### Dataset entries

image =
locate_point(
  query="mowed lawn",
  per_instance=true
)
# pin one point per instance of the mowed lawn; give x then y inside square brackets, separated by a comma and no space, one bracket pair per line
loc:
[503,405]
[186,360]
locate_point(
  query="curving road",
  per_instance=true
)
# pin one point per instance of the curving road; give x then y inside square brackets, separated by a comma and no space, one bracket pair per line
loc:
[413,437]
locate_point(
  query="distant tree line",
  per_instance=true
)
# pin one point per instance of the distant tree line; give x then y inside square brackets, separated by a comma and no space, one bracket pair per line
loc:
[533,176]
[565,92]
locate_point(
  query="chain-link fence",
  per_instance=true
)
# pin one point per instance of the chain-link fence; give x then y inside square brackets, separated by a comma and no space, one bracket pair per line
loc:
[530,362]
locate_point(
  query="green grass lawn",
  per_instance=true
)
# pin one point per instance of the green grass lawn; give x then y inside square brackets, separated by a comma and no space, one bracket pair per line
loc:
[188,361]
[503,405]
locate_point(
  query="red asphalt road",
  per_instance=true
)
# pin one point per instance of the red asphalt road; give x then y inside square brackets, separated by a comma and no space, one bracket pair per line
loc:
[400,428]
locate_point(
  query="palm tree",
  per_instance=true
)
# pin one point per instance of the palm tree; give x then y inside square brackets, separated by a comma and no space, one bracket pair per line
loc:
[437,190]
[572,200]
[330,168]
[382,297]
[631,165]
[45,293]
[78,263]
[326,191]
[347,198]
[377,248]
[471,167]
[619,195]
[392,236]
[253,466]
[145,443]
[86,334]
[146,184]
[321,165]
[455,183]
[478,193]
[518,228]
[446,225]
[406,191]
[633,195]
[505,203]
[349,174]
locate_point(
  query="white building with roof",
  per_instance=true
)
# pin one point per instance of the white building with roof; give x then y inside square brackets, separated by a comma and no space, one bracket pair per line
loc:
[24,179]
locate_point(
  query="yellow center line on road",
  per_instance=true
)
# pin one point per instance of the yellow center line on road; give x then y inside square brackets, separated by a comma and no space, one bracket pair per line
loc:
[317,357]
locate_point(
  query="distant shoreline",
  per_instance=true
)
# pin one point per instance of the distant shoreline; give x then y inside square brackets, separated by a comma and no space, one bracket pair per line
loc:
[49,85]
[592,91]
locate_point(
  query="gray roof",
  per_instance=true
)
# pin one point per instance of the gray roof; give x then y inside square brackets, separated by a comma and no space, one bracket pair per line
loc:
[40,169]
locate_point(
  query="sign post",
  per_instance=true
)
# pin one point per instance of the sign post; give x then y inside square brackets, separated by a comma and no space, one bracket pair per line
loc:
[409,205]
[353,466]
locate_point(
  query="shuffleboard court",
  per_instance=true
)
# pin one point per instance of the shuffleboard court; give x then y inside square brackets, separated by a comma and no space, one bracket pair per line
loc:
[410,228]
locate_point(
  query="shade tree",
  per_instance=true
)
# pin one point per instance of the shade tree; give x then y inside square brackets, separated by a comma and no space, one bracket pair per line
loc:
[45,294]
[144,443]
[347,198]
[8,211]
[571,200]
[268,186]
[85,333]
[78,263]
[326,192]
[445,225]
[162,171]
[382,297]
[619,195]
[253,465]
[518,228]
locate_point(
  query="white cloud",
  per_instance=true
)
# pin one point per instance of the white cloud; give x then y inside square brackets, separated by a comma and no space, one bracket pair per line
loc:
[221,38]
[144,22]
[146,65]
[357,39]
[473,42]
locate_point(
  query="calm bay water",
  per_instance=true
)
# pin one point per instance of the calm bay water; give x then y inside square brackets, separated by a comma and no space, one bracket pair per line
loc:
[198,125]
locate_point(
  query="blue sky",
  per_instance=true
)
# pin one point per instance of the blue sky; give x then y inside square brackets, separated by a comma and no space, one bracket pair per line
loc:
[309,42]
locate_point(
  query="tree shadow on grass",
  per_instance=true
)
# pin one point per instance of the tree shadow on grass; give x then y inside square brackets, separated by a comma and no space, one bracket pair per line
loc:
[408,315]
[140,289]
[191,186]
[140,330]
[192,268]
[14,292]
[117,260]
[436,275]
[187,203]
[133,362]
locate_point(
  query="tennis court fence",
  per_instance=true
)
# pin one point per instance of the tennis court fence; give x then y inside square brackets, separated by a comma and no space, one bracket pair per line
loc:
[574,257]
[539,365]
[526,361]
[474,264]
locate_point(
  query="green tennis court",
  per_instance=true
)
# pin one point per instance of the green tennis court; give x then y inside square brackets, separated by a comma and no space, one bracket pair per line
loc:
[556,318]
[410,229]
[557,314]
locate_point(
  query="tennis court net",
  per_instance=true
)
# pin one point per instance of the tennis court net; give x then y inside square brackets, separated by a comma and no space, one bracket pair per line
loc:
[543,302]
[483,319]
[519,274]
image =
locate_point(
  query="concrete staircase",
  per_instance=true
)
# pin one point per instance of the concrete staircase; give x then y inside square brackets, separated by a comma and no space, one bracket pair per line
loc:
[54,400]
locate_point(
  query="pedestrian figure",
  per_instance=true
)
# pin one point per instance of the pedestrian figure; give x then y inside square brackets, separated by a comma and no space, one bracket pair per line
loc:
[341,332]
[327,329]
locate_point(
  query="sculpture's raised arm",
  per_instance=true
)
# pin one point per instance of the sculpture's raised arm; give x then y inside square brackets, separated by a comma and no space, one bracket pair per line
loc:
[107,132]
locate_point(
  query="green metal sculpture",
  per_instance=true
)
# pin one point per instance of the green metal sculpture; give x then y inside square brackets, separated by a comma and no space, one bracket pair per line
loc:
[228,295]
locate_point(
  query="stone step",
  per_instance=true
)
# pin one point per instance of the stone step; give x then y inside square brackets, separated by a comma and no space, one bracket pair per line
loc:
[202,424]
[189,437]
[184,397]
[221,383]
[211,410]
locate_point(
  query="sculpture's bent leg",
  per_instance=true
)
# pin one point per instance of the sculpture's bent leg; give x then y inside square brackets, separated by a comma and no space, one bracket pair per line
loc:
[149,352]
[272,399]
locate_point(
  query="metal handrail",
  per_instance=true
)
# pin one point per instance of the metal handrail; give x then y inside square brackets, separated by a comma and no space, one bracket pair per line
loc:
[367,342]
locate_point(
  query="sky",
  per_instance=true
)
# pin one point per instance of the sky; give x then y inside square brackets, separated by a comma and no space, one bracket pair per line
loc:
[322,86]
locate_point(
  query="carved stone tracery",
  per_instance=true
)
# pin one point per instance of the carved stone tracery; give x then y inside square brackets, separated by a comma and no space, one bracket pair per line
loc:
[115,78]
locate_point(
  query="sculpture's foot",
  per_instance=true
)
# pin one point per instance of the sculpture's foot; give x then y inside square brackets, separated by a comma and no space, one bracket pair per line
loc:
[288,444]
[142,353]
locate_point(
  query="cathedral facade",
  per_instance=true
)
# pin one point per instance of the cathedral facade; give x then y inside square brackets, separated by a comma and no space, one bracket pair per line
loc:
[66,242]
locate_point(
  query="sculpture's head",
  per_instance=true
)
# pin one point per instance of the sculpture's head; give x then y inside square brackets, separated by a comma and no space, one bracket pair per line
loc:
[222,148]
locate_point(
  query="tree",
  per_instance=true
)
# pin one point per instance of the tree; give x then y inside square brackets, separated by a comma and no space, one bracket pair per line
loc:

### WORK REQUIRED
The word to look for is "figure"; copy out every line of the entries that holds it.

### TASK RESULT
  query="pedestrian figure",
# pin one point per instance of the pedestrian figure; give x then y inside square brackets, separated by a comma and no space, one bracket pair per line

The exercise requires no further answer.